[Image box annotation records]
- - - - - - -

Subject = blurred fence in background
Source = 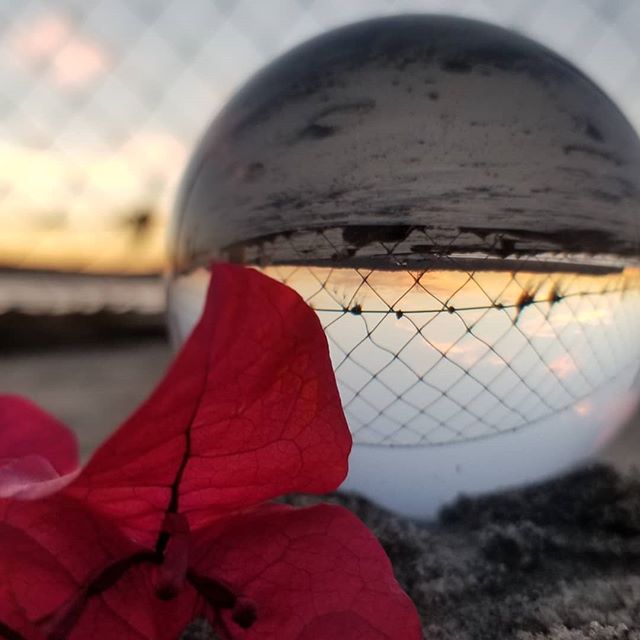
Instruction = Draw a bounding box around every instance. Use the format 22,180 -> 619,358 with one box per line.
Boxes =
0,0 -> 640,273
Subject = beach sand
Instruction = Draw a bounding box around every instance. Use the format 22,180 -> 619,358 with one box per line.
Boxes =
0,331 -> 640,640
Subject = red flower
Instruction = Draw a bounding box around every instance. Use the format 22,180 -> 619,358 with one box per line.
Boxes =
0,265 -> 421,640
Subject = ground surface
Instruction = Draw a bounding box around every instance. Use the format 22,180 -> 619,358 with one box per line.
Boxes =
0,335 -> 640,640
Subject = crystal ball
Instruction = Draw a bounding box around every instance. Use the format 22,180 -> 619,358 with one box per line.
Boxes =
168,15 -> 640,518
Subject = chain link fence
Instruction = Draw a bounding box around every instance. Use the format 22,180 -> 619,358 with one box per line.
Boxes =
0,0 -> 640,272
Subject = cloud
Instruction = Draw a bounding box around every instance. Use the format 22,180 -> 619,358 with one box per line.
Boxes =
7,14 -> 110,89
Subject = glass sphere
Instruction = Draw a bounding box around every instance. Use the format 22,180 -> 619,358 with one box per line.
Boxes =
169,16 -> 640,517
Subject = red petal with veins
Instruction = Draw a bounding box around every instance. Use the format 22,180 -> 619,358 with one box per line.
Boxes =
191,505 -> 422,640
0,494 -> 145,638
66,264 -> 351,544
0,395 -> 78,475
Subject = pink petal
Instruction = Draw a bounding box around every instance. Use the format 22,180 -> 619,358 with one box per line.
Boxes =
66,264 -> 351,545
191,505 -> 422,640
0,395 -> 79,475
0,455 -> 80,500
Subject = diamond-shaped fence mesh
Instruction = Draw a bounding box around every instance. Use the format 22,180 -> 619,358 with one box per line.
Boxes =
0,0 -> 640,445
239,229 -> 640,446
0,0 -> 640,271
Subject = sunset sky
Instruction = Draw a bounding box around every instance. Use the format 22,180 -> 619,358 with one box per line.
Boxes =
0,0 -> 640,272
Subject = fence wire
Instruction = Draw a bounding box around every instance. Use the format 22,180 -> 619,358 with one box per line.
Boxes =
0,0 -> 640,270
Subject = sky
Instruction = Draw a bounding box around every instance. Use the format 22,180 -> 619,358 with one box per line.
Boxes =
0,0 -> 640,273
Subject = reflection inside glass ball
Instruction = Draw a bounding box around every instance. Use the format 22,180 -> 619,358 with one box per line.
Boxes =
171,258 -> 640,446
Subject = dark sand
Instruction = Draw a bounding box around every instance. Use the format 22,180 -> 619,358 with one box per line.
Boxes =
0,322 -> 640,640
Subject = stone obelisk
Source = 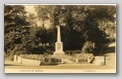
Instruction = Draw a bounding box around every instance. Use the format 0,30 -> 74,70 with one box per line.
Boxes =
53,26 -> 65,57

- - - - - - -

Rewrite all the items above, switching every "Subject" to "Target" and leaving everything else unchanged. Omit the pictures from your answer.

#### The result
Target = blurred fence in background
Source = 
Instruction = Draw a bounding box around every instance. Use the format 22,180 -> 619,358 with one box per line.
Boxes =
0,0 -> 640,273
Target = beach sand
Instruction = Draw a bounding box around every instance. Use the format 22,180 -> 619,358 with one box per line.
Boxes =
0,331 -> 640,640
Target = red flower
Instruction = Draw a bounding box around every instance. Use the format 22,180 -> 619,358 with one box per line.
Boxes =
0,265 -> 421,640
Target = ground surface
Instruction = Draw a bounding box around every instance. Use the format 22,180 -> 619,358 with one box per line.
Boxes =
0,335 -> 640,640
Target = crystal ball
Instruction = Draw a bounding box around every instance. Use the format 22,180 -> 619,358 with one box per line.
Boxes =
168,15 -> 640,518
Target = chain link fence
Instruction = Draw a bounding box around every instance. Use the format 22,180 -> 619,358 with one box per line.
Boxes =
0,0 -> 640,272
Target = cloud
Instruction = Draw a bounding box around every instance. Use the format 22,180 -> 619,358 with one box per line.
Boxes =
7,14 -> 110,89
Target = glass sphere
Instruction = Draw a bounding box around every instance. Use the format 22,180 -> 619,358 with one box per line.
Boxes =
169,16 -> 640,517
Target = red petal with veins
Instruction = Draw a bounding box around every instance. Use the format 22,180 -> 619,358 with one box per line.
Boxes =
191,505 -> 422,640
0,494 -> 145,638
66,264 -> 351,544
0,395 -> 78,475
Target = pink petal
Instruction = Draw a bounding box around every instance. Use the format 22,180 -> 619,358 with one box per line.
Boxes =
66,264 -> 351,545
191,505 -> 422,640
0,395 -> 79,475
0,455 -> 80,500
Target = diamond-shaped fence mesh
Instruction = Draw a bounding box around every instance. Use the format 22,180 -> 619,358 with one box per line.
Boxes =
0,0 -> 640,445
239,229 -> 640,446
0,0 -> 640,271
Target = sunset sky
Instruction = Draw a bounding box around every instance. Use the format 22,180 -> 619,358 with one box per line.
Boxes =
0,0 -> 640,272
Target = fence wire
Instruction = Draw a bounding box around every instance. Use the format 22,180 -> 619,358 with one box per line.
Boxes =
0,0 -> 640,270
Target = sky
Instruction = Draw a bounding box around every instance. Use the format 22,180 -> 619,358 with one box per line.
Boxes =
0,0 -> 640,273
Target = reflection inside glass ball
Instruction = Draw a bounding box around every instance. Use the format 22,180 -> 619,358 with one box per line.
Boxes =
171,258 -> 640,446
Target = dark sand
Instruction = Draw a bounding box around every instance. Use the format 22,180 -> 619,358 with one box per line.
Boxes =
0,322 -> 640,640
Target = stone obelisk
Source = 
Instruction = Draw a bounding box around every instance. Use the format 0,30 -> 74,70 with one box per line.
Boxes =
53,26 -> 65,57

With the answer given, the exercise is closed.